Boris Diaw's solid defense was a welcomed surprise.
When Boris Diaw was signed by the Spurs, I confess to thinking he would only be injury insurance. Instead, he was one of the key players in the Spurs' 20-game winning streak that extended to the playoffs. The versatile French forward resurrected his career in San Antonio, after some pretty bad years of infuriating inconsistency.
The question is, can Boris Diaw defy his career trend and keep up the good play in his second season? Better yet, could he even improve?
Boris came into the league as a prospective guard with the Atlanta Hawks, where he failed to make a positive impression for two seasons. In 2004, he was shipped off in the Joe Johnson trade to the Phoenix Suns, where he instantly made an impact after Amare Stoudemire got injured. After that amazing season, Diaw signed a hefty long-term deal and his production slipped, as Amare reclaimed his spot and the offense had to change to reflect that. He remained solid, but unimpressive, in a reduced role.
During the 2008/09 season, Diaw was traded to the Bobcats where he regained his offensive aggression, averaging a career high 12 shots per 36 minutes and 15 points, six boards and 5 assists in over 37 minutes per game. After that season, Diaw turned into one of the most frustrating players in the league, a permanently out-of-shape mess of inconsistency and sporadic brilliance. Over the next 2 years, Diaw played less, shot worse and his passing and rebounding slipped slightly as well. Still, that was enough for a Stephen Jackson and Gerald Wallace-led Cats to make the playoffs in 2010, only to be unceremoniously swept by the Magic. Diaw had almost as many turnovers (12) as assists (16) during the playoffs and was as unimpressive as the rest of his teammates. To start the lockout-shortened 2011/12 season, Diaw showed up out of shape, shot the ball poorly and clashed with coach Paul Silas. After there were no takers for his contract, the Cats waived Diaw and he signed with the Spurs.
Diaw's Short Stint as a Spur
It didn't take Diaw long to show his value in San Antonio. After some good showings, he got the nod as a starter, replacing DeJuan Blair.
On a limited sample size, the starting lineup with him was one of the Spurs' best 5-man units, boasting an impressive 120 offensive rating in the regular season and 117 in the playoffs, while on defense it allowed 101 and 85 points per 100 possessions, respectively. He was relied upon to find the open man when teams trapped Parker on the pick and roll and to defend faster power forwards and he did it well, while also contributing with smart team defense and some accurate, if often reluctant, shooting.

━━━━━━━━━━━━━━━━━━━━━━━━━━━━━━

◆ GIVEN TASK 1 ◆
Please list every team the Boris Diaw text says he played for, in the order he joined them.
◆ GIVEN TASK 2 ◆
From the Boris Diaw text, return the passage that begins with the words containing "Boris came into" and ends with "a reduced role.".

◆ DATASET EXCERPT ◆
━━━━━━━━━━━━━━━━━━━━━━━━━━━━━━

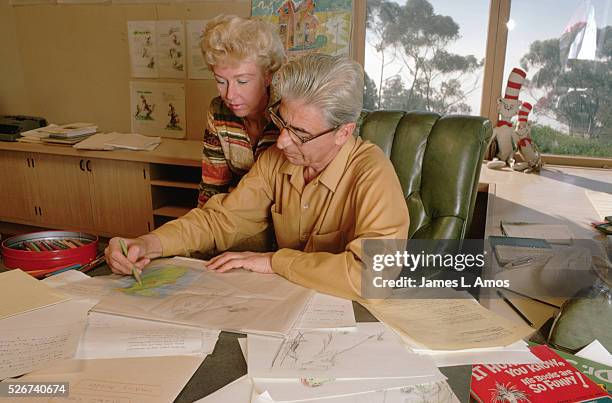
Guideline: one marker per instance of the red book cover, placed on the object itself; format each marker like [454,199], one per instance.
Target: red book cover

━━━━━━━━━━━━━━━━━━━━━━━━━━━━━━

◆ FINAL RESULT 1 ◆
Atlanta Hawks, Phoenix Suns, Bobcats, Spurs

◆ FINAL RESULT 2 ◆
Boris came into the league as a prospective guard with the Atlanta Hawks, where he failed to make a positive impression for two seasons. In 2004, he was shipped off in the Joe Johnson trade to the Phoenix Suns, where he instantly made an impact after Amare Stoudemire got injured. After that amazing season, Diaw signed a hefty long-term deal and his production slipped, as Amare reclaimed his spot and the offense had to change to reflect that. He remained solid, but unimpressive, in a reduced role.